> _What the task asks_
Write out the complete material exactly as it stands.

> _Material for the task_
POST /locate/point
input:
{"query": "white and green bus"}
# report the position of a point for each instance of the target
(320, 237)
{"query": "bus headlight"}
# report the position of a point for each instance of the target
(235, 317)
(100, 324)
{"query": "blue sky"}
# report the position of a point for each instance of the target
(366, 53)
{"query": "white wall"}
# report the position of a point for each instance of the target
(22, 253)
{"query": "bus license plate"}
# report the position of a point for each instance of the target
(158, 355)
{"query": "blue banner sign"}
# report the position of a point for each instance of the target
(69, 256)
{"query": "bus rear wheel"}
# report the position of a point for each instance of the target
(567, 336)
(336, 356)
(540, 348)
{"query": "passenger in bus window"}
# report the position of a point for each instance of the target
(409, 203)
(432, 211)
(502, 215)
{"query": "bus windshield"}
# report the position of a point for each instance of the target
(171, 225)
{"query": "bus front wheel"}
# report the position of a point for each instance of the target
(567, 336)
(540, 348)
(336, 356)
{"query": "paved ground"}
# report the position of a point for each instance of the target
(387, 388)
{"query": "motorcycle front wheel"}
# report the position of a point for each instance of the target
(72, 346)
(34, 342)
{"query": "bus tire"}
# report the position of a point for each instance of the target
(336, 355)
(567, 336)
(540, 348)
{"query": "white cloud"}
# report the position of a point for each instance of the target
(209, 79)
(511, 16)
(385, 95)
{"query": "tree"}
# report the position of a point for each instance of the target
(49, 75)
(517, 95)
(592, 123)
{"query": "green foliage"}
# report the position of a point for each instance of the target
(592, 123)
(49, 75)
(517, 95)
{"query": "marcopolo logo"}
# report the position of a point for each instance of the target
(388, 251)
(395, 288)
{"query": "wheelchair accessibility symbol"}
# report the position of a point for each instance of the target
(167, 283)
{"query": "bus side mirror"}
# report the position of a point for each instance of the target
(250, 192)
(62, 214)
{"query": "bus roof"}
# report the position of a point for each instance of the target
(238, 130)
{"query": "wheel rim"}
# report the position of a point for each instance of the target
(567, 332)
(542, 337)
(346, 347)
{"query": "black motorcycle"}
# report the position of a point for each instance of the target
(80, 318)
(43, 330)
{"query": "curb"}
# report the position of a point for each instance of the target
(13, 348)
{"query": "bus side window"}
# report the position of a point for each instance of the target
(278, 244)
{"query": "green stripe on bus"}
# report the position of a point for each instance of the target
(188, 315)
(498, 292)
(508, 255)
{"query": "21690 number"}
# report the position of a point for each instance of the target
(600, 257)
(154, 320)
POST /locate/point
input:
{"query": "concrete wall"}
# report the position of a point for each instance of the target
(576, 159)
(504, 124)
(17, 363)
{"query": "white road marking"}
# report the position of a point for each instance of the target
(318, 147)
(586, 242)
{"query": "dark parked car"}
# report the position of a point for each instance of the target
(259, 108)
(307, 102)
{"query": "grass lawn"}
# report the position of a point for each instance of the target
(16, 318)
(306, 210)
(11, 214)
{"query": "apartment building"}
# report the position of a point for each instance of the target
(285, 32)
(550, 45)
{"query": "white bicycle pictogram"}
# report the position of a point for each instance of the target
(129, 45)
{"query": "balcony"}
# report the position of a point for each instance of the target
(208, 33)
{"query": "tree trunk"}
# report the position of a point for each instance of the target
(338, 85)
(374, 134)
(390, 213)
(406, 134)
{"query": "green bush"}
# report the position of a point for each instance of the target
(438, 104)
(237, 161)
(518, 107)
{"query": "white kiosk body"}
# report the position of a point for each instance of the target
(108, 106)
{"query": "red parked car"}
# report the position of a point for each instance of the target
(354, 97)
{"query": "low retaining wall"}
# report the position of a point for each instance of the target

> _Output below_
POST /locate/point
input:
{"query": "white and green bus"}
# report the position of a point for each instance of the target
(320, 237)
{"query": "bus headlight"}
# report the position of a point for each instance of the target
(235, 317)
(100, 324)
{"query": "blue sky"}
# report the position of a point for each instance of the target
(366, 53)
{"query": "white wall"}
# report the position of a point for each instance of the target
(22, 253)
{"query": "bus license plate"}
# report the position of a point for each instance of the target
(158, 355)
{"query": "blue banner sign"}
# report the position of a point for each instance of the target
(69, 256)
{"query": "bus rear wheel"}
# report the position of a point for each instance of the target
(567, 336)
(336, 356)
(540, 348)
{"query": "passenger in bus window"}
# report the position of a point for each instance of the target
(409, 203)
(432, 211)
(502, 215)
{"query": "bus windshield"}
# report the position of a point for each instance of the target
(171, 225)
{"query": "bus front wheel"}
# report the position of a point for each instance of the target
(567, 336)
(540, 348)
(336, 356)
{"query": "paved ground"}
# report the position of a point for each instance of the target
(387, 388)
{"query": "motorcycle front wheel"}
# report the position of a point for each instance of the target
(72, 346)
(34, 342)
{"query": "bus tire"}
# report the position of a point for each instance of the target
(336, 355)
(567, 336)
(540, 348)
{"query": "white cloud"}
# report the position of a point for each instance of the target
(209, 79)
(511, 16)
(385, 95)
{"query": "tree"}
# report the position of a point for each instance of the target
(49, 75)
(517, 95)
(592, 123)
{"query": "green foliage"}
# report the position of a point for each instance of the target
(592, 123)
(49, 75)
(517, 95)
{"query": "marcopolo logo"}
# report the position of a point for each instance of the target
(388, 251)
(395, 288)
{"query": "wheelchair accessibility symbol"}
# report the position of a point for each instance of the target
(167, 283)
{"query": "bus side mirror"}
# report the position of a point for each instance of the target
(250, 192)
(62, 214)
{"query": "bus roof"}
# report the position of a point for each instance of the target
(238, 130)
{"query": "wheel rim"}
# report the position of a point for each instance of the target
(567, 332)
(542, 337)
(346, 347)
{"query": "black motorcycle"}
# report the position of a point for each instance of the target
(80, 318)
(43, 330)
{"query": "curb"}
# report the position of a point for each instance of the target
(13, 348)
{"query": "bus side window"}
# report the position of a point for each instance of the target
(278, 244)
{"query": "green stripe on bus"}
# report the position of a point for each instance of the target
(188, 315)
(498, 292)
(508, 255)
{"query": "21690 number"}
# report the position of a point for each instance of the target
(600, 257)
(154, 320)
POST /locate/point
input:
{"query": "concrete wall"}
# report the position of a point for each instance of the target
(576, 159)
(504, 124)
(17, 363)
{"query": "white road marking"}
# report the position of a point for each instance of the target
(318, 147)
(586, 242)
{"query": "dark parked car"}
# report the position of a point for each instance of the target
(259, 108)
(307, 102)
{"query": "grass lawn"}
# report the position of a point for each instance of the target
(16, 318)
(306, 210)
(11, 214)
{"query": "apartment building"}
# report the position of a point for each instance of the target
(285, 32)
(550, 45)
{"query": "white bicycle pictogram"}
# report the position of a point for each instance of the target
(129, 45)
{"query": "balcony"}
# report the position of a point for each instance of the target
(208, 33)
{"query": "tree trunk"}
# report the position of a point for each instance of the target
(338, 85)
(374, 134)
(390, 213)
(406, 134)
{"query": "green bush"}
# report the position of a point for each instance of the target
(438, 104)
(237, 161)
(518, 107)
{"query": "white kiosk body"}
# report the position of a point for each instance of the target
(108, 106)
{"query": "red parked car"}
# report the position of a point for each instance of the target
(354, 97)
{"query": "low retaining wall"}
# report the position of a point for each instance of the target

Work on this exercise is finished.